:: REQUIREMENTS ::
Write out the records word for word, beginning with the line that contains "Objective — one dot per instance of the dark striped" and continuing through the line that contains "[[224, 329]]", both of those lines included.

:: PROVIDED INFORMATION ::
================

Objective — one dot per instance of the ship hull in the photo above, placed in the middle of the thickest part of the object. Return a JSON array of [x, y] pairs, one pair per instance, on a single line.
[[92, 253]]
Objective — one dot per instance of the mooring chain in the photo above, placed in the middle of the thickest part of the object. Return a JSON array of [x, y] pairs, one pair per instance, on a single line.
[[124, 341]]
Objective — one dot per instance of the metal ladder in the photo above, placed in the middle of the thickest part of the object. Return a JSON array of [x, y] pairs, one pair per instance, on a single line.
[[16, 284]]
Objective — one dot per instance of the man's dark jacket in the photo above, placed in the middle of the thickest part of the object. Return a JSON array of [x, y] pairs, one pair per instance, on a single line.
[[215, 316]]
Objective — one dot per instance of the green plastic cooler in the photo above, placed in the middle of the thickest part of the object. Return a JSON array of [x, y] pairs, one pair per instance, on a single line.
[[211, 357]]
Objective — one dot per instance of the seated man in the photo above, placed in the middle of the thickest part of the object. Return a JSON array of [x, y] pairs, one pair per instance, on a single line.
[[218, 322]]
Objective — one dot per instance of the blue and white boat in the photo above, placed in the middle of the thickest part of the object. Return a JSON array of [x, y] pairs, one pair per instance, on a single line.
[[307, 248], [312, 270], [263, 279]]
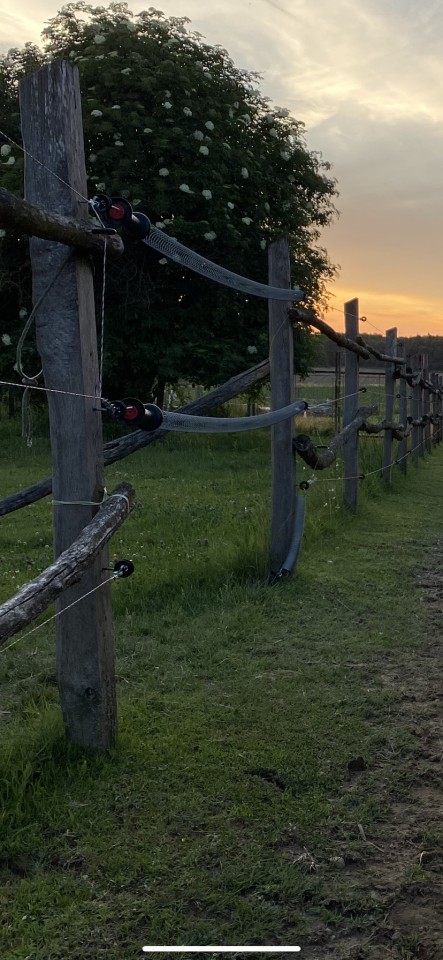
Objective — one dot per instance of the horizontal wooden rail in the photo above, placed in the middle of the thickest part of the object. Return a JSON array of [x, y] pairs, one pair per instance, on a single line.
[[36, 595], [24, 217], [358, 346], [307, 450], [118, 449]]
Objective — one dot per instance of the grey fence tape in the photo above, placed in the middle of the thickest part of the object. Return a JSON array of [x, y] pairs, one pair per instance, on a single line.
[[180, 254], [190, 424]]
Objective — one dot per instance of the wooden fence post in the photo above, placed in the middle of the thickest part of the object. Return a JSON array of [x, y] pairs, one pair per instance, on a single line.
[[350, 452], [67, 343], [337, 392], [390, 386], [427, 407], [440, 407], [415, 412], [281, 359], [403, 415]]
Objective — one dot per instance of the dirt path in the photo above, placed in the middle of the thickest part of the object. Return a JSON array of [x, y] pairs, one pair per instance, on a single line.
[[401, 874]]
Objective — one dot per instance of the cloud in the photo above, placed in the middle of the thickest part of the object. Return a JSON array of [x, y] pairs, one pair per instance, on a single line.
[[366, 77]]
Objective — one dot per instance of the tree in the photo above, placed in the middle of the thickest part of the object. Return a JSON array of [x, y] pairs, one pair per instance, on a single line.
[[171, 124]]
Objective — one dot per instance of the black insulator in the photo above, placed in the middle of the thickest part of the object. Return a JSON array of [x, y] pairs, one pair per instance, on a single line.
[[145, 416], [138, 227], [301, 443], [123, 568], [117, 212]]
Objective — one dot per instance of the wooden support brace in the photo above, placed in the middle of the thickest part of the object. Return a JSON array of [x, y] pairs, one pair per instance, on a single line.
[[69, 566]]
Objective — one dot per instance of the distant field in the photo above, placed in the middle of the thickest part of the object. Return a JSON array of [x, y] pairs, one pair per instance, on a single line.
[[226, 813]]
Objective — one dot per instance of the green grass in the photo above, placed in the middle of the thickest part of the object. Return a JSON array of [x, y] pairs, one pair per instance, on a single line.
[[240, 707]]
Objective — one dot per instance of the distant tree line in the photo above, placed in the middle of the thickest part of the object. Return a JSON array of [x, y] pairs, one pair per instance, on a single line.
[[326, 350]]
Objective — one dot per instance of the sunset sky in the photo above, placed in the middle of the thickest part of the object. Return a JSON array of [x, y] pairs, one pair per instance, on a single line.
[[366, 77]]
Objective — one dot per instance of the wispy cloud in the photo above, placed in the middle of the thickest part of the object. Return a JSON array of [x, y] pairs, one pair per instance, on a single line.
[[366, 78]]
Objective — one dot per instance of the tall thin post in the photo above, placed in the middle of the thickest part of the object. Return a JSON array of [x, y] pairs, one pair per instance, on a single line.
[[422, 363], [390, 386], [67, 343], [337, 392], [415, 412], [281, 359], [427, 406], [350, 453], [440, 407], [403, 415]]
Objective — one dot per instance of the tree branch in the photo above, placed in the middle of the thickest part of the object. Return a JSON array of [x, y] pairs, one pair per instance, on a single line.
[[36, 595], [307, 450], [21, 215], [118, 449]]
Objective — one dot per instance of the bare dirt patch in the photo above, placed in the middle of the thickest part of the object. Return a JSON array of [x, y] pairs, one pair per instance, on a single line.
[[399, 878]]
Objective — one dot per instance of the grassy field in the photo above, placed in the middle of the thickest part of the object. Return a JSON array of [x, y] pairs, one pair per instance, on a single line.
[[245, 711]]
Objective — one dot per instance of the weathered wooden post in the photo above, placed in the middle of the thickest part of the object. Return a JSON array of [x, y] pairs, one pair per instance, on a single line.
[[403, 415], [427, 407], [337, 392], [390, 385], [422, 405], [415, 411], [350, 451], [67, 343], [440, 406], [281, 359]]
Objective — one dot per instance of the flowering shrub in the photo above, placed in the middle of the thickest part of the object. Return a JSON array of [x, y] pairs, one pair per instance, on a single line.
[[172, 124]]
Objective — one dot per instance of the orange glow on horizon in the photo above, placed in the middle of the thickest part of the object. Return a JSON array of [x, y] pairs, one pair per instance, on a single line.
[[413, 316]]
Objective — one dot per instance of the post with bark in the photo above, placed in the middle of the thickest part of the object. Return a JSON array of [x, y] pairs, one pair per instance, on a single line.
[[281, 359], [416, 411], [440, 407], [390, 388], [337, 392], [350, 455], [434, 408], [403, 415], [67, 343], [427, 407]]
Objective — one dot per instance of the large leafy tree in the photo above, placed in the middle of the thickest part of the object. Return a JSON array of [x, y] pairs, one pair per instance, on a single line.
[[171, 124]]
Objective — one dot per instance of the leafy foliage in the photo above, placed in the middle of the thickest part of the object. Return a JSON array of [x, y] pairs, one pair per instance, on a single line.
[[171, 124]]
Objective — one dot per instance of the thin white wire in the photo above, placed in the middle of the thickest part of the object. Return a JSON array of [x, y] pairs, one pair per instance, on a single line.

================

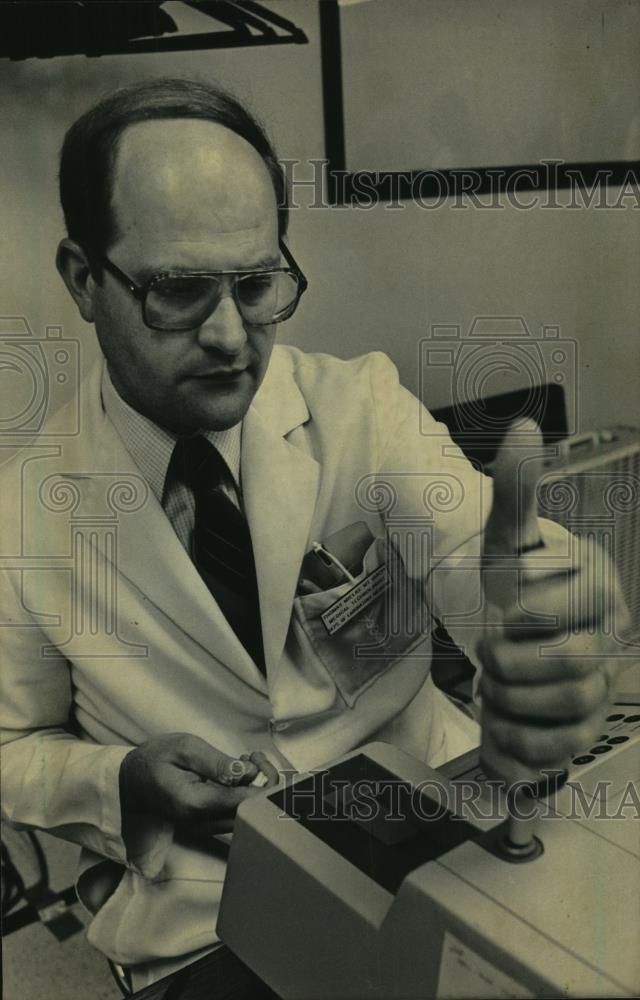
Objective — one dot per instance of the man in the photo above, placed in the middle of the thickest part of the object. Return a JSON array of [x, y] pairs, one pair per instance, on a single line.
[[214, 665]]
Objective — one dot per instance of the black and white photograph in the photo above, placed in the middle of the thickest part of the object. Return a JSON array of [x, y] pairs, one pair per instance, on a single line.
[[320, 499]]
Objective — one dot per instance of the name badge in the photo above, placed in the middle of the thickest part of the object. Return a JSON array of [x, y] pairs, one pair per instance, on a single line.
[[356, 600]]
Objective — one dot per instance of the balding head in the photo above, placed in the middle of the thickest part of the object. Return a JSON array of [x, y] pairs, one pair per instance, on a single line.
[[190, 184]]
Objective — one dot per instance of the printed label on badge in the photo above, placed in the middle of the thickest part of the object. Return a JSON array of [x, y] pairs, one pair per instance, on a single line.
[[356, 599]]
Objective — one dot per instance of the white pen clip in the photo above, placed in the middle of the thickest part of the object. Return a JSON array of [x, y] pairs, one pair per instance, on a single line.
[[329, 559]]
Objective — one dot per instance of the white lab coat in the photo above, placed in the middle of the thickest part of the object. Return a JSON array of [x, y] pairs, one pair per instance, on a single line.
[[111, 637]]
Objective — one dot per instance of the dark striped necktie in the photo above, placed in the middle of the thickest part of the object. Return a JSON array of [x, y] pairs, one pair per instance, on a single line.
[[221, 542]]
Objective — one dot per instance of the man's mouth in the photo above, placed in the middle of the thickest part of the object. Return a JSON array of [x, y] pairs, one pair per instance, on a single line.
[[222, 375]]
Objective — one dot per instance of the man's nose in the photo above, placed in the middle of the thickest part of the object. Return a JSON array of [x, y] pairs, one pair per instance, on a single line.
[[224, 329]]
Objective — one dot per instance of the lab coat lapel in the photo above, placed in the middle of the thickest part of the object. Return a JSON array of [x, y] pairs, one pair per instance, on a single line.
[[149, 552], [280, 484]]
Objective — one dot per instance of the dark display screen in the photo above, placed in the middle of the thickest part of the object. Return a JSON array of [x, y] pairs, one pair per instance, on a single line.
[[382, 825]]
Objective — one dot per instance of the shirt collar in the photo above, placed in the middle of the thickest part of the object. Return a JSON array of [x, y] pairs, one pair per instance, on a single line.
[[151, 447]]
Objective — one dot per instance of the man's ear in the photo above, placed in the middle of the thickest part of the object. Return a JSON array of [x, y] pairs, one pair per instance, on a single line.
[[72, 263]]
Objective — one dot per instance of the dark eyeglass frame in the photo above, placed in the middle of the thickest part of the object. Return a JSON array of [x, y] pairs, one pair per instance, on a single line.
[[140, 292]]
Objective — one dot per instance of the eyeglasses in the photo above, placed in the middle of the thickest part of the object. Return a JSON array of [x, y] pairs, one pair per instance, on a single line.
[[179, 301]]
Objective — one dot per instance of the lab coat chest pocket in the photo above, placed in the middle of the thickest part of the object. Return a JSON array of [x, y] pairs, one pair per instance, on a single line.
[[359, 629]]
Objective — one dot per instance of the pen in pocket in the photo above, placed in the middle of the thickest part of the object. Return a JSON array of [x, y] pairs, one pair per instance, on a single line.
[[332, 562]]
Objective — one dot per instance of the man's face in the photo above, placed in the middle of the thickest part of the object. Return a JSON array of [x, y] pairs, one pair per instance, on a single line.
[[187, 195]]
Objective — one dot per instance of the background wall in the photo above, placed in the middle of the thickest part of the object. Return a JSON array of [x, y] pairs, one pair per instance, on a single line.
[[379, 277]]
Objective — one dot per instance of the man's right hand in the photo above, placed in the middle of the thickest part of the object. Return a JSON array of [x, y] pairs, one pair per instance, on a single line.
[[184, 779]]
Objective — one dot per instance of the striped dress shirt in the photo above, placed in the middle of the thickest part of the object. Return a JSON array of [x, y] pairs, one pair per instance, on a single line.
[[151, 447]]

================

:: EXERCISE SOLUTION ::
Objective — one dot per instance of the dark striped necktie in the photo above, placed in the middle of the thickest part of the object. Return a JSON array of [x, y] pairs, one pair per instance, on a single line.
[[221, 542]]
Objective — one dot per instance of the man's mouth in the photo above, placed in the middle of the thickest part of the object. Return a JSON array of [x, y] pairs, one pair per instance, on a single line.
[[222, 375]]
Objective — one dot per instance of the man's nose in the photo above, placed in the middle of the thickest part of the object. Return a JSON array of [x, y] pairs, one pair per instance, on a single line.
[[224, 329]]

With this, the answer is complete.